### Materials provided
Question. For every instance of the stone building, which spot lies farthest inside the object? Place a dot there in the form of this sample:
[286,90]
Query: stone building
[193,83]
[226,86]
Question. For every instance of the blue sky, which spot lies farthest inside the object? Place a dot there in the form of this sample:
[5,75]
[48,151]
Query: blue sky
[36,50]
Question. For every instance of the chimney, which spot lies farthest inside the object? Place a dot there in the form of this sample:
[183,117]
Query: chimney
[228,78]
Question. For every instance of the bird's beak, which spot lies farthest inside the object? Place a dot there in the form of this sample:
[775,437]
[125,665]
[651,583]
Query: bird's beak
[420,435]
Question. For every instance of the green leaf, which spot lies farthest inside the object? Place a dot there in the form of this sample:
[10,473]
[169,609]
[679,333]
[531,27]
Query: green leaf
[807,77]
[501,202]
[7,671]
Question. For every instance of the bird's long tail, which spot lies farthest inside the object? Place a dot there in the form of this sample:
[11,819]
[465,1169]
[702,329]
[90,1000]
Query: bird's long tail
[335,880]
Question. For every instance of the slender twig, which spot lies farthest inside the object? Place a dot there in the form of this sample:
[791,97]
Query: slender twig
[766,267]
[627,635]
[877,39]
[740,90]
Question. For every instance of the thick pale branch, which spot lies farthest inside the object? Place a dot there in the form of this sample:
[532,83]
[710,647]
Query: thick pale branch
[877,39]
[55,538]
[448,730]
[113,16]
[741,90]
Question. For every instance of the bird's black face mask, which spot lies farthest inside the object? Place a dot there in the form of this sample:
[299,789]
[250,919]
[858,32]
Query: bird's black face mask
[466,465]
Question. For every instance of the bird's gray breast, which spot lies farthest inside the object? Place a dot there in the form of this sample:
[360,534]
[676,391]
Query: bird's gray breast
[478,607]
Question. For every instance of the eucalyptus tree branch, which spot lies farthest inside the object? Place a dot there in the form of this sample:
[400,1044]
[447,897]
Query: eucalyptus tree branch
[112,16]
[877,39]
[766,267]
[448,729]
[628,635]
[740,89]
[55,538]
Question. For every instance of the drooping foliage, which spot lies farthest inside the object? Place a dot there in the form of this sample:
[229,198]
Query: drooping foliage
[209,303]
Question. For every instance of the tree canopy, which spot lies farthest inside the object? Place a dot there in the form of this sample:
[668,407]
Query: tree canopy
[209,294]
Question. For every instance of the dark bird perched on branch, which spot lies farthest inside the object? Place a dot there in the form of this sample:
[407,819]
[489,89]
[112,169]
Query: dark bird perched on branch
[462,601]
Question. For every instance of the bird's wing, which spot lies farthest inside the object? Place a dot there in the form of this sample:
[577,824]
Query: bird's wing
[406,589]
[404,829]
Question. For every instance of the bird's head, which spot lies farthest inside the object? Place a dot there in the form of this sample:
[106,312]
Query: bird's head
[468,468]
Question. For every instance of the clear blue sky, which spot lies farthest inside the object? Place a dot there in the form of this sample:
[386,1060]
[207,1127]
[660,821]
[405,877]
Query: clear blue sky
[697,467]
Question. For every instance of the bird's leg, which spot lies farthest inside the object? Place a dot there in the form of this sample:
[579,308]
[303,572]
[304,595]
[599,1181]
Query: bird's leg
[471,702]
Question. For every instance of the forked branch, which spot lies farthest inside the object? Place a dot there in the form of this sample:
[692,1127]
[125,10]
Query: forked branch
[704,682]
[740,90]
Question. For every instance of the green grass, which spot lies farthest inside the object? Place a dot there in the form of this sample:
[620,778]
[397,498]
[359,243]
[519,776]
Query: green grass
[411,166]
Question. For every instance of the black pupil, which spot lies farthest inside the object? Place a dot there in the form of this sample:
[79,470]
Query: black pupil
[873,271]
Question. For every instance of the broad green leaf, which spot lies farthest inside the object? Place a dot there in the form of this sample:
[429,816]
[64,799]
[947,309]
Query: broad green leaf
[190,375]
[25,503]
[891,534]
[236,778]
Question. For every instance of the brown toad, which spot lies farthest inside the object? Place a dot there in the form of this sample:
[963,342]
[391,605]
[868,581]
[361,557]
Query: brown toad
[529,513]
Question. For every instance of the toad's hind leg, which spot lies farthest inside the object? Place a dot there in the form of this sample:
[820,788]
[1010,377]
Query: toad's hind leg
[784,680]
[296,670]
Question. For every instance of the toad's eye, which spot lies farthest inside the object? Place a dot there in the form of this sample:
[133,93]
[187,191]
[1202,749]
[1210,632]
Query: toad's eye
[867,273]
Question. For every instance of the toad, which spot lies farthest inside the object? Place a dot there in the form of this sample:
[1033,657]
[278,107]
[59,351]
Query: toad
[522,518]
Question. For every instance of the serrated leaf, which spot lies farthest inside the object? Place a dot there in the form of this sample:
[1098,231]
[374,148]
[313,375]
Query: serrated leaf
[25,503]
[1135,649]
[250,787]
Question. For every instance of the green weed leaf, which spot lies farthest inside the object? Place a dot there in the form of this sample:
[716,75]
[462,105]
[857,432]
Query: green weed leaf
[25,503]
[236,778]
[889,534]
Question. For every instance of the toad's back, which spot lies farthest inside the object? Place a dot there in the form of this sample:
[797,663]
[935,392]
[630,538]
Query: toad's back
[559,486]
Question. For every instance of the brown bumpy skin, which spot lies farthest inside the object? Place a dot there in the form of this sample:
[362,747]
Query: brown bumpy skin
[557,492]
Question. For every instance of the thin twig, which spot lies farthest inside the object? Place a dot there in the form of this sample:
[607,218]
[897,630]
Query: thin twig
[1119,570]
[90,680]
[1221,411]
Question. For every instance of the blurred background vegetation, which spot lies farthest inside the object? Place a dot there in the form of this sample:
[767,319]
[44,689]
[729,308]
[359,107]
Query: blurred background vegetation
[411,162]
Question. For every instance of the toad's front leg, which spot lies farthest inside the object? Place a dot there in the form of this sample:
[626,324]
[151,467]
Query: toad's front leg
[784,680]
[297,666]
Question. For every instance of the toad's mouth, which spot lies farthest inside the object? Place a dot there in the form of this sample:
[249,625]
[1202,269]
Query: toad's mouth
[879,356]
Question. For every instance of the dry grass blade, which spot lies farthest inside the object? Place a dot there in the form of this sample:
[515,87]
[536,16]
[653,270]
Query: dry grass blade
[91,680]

### Problem to solve
Every record, word for word, must be returned.

### Written solution
Question. For every instance of the stone building, which spot lies farthest inside the object? Place a dot there in the form of this sample:
[286,90]
Query: stone building
[193,83]
[226,86]
Question. For every instance of the blue sky, which spot lies farthest inside the object? Place a dot there in the form of this sample:
[5,75]
[48,151]
Query: blue sky
[36,50]
Question. For every instance of the chimney, which spot lies farthest inside the object? Place a dot there in the form of this sample:
[183,117]
Query: chimney
[228,78]
Question. For every instance of the bird's beak, which spot lies farthest inside the object? Place a dot there in the form of this sample:
[775,437]
[125,665]
[651,583]
Query: bird's beak
[420,435]
Question. For every instance of the green leaf, which spot lies farthest inside the object? Place a dot there in the form of this sample:
[10,473]
[169,609]
[679,333]
[531,27]
Query: green leaf
[807,77]
[501,202]
[7,671]
Question. For every instance of the bird's long tail, which spot lies farthest inside the object? Place a dot there in the form of this sample:
[11,819]
[465,1169]
[702,329]
[90,1000]
Query: bird's long tail
[335,880]
Question. For every instance of the slender twig, which spot lies farthest inside the object? Place a dot there in the form of this sample:
[791,97]
Query: slender twig
[766,267]
[627,635]
[877,39]
[740,90]
Question. For every instance of the thick pale branch, which spot lies farthest inside the object? Place a dot there in the form of this sample:
[532,83]
[710,647]
Query: thick pale branch
[877,39]
[55,538]
[448,730]
[113,16]
[741,90]
Question. For every instance of the bird's black face mask, which spot lies farthest inside the object? Place a dot there in the form of this sample:
[299,789]
[250,919]
[858,32]
Query: bird's black face mask
[466,465]
Question. For every instance of the bird's gray breast, which spot lies farthest inside the object? Place a dot there in the form of this sample:
[360,534]
[676,391]
Query: bird's gray breast
[478,607]
Question. For every instance of the eucalyptus tree branch, which spot lies farthest inside the object? Place a dot there in the form of this sample:
[400,1044]
[447,897]
Query: eucalyptus tree branch
[112,16]
[877,39]
[766,267]
[448,729]
[628,635]
[740,89]
[55,538]
Question. For every instance of the drooping foliage, which spot lies farthest inside the object? Place a dot there in the form of this sample:
[229,198]
Query: drooping foliage
[209,303]
Question. For every instance of the tree canopy, which spot lies farthest inside the object? Place a dot there in the form of this sample:
[668,407]
Query: tree canopy
[209,294]
Question. For every instance of the dark bird perched on branch, which spot lies farthest inside the object? Place a dot there in the form of this sample:
[407,819]
[489,89]
[112,169]
Query: dark bird perched on branch
[462,601]
Question. For every instance of the bird's wing, which spot lies farthest inside the object? Place a dot there in the form of this sample:
[577,824]
Query: bird's wing
[406,589]
[404,829]
Question. For every instance of the bird's head, which spot lies farthest inside the object? Place a dot there in the form of this sample:
[106,312]
Query: bird's head
[468,468]
Question. For every instance of the clear blue sky, which spot lies farthest inside the object? Place a dot there in the form of this sample:
[386,1060]
[207,1127]
[660,821]
[405,877]
Query: clear blue sky
[697,467]
Question. For every instance of the bird's leg, which spot lies farthest inside the object? Place a dot there in the form of this sample:
[579,308]
[303,572]
[304,595]
[599,1181]
Query: bird's leg
[471,702]
Question. For every instance of the forked branch, which spot lies farthest inside the object? Place a dot there in the form of this sample:
[692,1127]
[125,10]
Query: forked branch
[704,682]
[740,90]
Question. For every instance of the green grass, which spot lies farthest inside the object? Place a dot there in the form of this sample:
[620,778]
[397,498]
[359,243]
[519,776]
Query: green grass
[411,166]
Question. For every instance of the black pupil, which spot lies farthest inside the object? Place a dot there in the form of this sample:
[79,470]
Query: black pupil
[873,271]
Question. For every instance of the broad green leaf, which spot lies farthest inside the object? Place a dot there in the form of this sample:
[429,816]
[64,799]
[947,309]
Query: broad green leaf
[190,375]
[25,503]
[891,534]
[236,778]
Question. For every instance of the brown toad, which spot lies farthest inside the object? Place a dot there in the form of this sample:
[963,342]
[391,605]
[868,581]
[361,557]
Query: brown toad
[529,513]
Question. For every instance of the toad's hind leg, which spot lies farthest inside the object? Place a dot there in the form of this sample:
[820,788]
[1010,377]
Query: toad's hind leg
[784,680]
[296,670]
Question. For every instance of the toad's eye, which spot lies farthest inside the object? Place a dot there in the form of this sample:
[133,93]
[187,191]
[1202,749]
[1210,632]
Query: toad's eye
[867,273]
Question. For every instance of the toad, which spot lies farthest inside the object? Place a dot there in the form of this sample:
[1033,657]
[278,107]
[59,351]
Query: toad
[522,518]
Question. For every instance of the serrated leaf, which spot lies farthest inside the object? Place a dot there in the form of this sample:
[1098,231]
[374,148]
[313,375]
Query: serrated leaf
[25,503]
[1135,649]
[250,787]
Question. For every instance of the green weed leaf, which spot lies farthest inside the object? Place a dot there in the form of this sample:
[716,75]
[462,105]
[857,432]
Query: green weed leaf
[25,503]
[236,778]
[889,534]
Question. For every instance of the toad's back, which spot lies farthest inside the object? Place a dot there in the form of this sample:
[797,663]
[935,392]
[630,538]
Query: toad's back
[559,486]
Question. For every instance of the brown bumpy skin, which spot lies farthest inside the object? Place a dot there in the form of this sample:
[362,747]
Query: brown bumpy skin
[557,492]
Question. For every instance of the thin twig, which spot lies farthest inside the object? Place a dot there in the form of this sample:
[607,218]
[897,630]
Query: thin twig
[1119,570]
[90,680]
[1221,411]
Question. For every instance of the blurred background vegetation, which spot lies farthest inside the object? Place a dot there in the form of this sample:
[767,319]
[44,689]
[729,308]
[359,107]
Query: blurred background vegetation
[411,162]
Question. For every instance of the toad's front leg, which spot lies farthest inside the object? Place a dot there in the form of this sample:
[626,324]
[151,467]
Query: toad's front leg
[784,680]
[297,666]
Question. For every instance of the toad's mouth, which spot lies farthest inside the object? Place a dot there in the form of this sample:
[249,625]
[1202,269]
Query: toad's mouth
[879,356]
Question. For every instance of the dry grass blade, which spot lies farthest inside the object? Place a dot there in the form of this sample:
[515,87]
[536,16]
[653,270]
Query: dry grass blade
[91,680]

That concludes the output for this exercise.